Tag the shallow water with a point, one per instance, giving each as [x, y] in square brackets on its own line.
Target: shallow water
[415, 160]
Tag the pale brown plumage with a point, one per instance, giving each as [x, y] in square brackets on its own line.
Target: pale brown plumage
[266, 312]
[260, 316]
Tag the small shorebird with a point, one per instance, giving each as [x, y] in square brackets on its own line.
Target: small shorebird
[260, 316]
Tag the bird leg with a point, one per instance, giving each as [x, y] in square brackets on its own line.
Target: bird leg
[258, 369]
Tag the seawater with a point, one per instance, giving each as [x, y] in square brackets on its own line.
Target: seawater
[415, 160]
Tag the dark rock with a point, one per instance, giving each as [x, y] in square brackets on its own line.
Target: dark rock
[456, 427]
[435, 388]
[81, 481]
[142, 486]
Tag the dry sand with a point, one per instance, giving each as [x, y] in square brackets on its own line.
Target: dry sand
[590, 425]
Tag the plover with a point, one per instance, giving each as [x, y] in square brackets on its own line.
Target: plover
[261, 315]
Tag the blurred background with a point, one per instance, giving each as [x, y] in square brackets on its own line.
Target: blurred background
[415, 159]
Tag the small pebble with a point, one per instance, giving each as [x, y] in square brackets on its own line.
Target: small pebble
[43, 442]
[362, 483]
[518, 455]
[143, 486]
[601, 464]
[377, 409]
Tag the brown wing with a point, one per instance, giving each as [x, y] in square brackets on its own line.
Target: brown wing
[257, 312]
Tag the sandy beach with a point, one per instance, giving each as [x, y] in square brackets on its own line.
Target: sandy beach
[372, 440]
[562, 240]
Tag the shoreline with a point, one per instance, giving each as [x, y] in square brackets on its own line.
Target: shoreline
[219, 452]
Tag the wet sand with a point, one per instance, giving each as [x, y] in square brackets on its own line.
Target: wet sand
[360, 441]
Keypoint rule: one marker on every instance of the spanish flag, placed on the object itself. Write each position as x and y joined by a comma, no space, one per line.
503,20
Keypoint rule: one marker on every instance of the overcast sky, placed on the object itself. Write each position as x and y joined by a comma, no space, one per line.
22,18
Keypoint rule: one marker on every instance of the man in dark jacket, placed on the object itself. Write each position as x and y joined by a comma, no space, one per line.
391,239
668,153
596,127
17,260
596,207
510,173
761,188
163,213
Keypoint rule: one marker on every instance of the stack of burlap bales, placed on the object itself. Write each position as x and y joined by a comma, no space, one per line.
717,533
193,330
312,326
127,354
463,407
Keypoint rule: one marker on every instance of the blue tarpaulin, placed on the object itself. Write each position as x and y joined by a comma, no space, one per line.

■ Soal singkat:
Tolong tulis ulang baris-baris daftar di atas, mulai dari baris yang memuat "Keypoint rule: one marker on every instance of the stack" dan berakhir pada baris terakhir daftar, termasuk permintaannya. Geser setiap koordinat dalam jawaban dengan menambahkan 21 pada tiap angkanya.

■ Jawaban latihan:
Keypoint rule: one marker on every instance of the stack of burlap bales, placed on the object itself. Write each position as x and y joined by a comma, no space, one per line.
738,554
214,351
333,347
148,375
484,428
Keypoint rule: one marker on every instance of the blue tarpaulin, placed on the object itself. Write each position as x and y joined by a comma, no space, one per line.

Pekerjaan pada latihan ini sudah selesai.